Can you extract everything from "The Little Widow" down to "1934 Ford coupe.", word for word, from the passage about the race drivers Palasini and Cooper?

▸ SOURCE PASSAGE
---+---
Palasini and his archrival, Ival Cooper (my second-favorite driver) didn't learn to race by running moonshine. Palasini learned to drive on tractors and combines on his family's vast plantation in the rich Delta land.

Cooper learned by racing fully loaded log trucks for the hell of it on dirt roads leading out of the backwoods of Arkansas. After moving to Mississippi for a better day job, he never did think racing cars was very daunting. He has been dead for decades, although I can't find records of the circumstances. I heard once he'd been killed racing, long past his prime.

Palasini quit in 1972, apparently bored with the takeover of Southern racing by late models, cars with fenders that weren't nearly as powerful or quick as the modifieds and supermodifieds he loved so.

The Little Widow was Palasini's sportsman-class ride. That was supposed to be the slower class, but it had a small-block V8 Chevy engine mounted on a rail frame fashioned from the driveshaft of a truck, covered with the chopped-down body of a 1934 Ford coupe.
---+---
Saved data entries
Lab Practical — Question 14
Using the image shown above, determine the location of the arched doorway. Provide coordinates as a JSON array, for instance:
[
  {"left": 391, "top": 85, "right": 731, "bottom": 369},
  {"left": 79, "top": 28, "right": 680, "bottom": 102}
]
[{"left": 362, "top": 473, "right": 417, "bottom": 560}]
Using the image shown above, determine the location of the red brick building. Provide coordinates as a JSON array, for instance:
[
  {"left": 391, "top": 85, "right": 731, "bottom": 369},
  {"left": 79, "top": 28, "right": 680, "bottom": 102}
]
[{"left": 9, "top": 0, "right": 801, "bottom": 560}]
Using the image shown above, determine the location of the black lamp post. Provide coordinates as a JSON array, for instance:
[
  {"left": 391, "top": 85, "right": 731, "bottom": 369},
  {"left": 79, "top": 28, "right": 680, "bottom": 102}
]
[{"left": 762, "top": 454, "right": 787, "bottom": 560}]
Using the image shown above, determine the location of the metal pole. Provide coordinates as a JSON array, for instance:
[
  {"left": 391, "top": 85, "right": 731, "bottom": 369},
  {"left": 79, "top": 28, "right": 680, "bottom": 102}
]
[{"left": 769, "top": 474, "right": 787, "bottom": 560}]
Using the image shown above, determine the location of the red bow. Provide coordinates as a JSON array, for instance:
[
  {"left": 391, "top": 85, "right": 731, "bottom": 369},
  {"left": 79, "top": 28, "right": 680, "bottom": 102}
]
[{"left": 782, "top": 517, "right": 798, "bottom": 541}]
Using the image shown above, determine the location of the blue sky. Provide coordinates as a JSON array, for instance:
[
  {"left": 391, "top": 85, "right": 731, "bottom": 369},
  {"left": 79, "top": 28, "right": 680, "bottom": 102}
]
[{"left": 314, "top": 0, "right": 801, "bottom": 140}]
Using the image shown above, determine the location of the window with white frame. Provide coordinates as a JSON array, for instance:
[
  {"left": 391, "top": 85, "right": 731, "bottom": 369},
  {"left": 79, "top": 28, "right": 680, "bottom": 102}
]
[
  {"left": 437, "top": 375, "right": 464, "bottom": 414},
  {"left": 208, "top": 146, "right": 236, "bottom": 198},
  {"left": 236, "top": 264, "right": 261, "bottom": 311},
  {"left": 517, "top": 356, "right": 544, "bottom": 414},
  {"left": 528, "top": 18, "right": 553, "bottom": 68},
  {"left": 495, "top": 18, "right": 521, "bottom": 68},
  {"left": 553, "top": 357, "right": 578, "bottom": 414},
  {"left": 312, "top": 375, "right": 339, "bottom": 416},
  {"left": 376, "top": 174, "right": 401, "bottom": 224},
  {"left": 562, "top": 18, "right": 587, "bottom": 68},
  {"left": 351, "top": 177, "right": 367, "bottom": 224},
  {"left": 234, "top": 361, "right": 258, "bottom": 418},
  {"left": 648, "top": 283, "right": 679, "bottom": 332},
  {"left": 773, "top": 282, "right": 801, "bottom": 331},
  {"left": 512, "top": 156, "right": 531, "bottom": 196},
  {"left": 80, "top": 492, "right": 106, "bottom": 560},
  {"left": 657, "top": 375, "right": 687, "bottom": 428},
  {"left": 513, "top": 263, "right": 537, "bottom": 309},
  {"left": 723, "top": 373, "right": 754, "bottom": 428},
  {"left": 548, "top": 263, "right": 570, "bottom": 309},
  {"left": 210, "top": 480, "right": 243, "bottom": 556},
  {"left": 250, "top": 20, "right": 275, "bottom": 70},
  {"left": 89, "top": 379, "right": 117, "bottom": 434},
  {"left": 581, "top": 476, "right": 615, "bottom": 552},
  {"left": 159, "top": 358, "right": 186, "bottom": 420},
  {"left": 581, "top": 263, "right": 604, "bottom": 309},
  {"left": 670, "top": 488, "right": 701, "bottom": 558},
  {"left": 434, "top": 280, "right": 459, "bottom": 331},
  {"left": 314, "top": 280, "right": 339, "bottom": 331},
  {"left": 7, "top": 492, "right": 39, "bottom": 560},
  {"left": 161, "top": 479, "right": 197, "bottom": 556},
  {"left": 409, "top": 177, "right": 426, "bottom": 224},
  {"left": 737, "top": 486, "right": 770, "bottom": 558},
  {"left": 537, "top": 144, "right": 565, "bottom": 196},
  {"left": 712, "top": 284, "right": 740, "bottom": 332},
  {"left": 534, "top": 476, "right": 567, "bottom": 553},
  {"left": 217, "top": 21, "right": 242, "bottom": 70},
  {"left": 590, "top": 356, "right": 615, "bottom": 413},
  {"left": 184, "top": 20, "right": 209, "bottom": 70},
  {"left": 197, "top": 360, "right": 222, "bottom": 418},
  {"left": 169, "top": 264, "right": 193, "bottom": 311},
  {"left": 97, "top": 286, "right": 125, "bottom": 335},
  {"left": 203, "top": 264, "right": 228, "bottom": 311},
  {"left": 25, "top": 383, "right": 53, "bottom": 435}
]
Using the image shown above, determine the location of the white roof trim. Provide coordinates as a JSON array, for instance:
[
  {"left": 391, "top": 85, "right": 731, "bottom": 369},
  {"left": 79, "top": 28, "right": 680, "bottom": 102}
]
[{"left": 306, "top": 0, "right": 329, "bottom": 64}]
---+---
▸ TASK ANSWER
The Little Widow was Palasini's sportsman-class ride. That was supposed to be the slower class, but it had a small-block V8 Chevy engine mounted on a rail frame fashioned from the driveshaft of a truck, covered with the chopped-down body of a 1934 Ford coupe.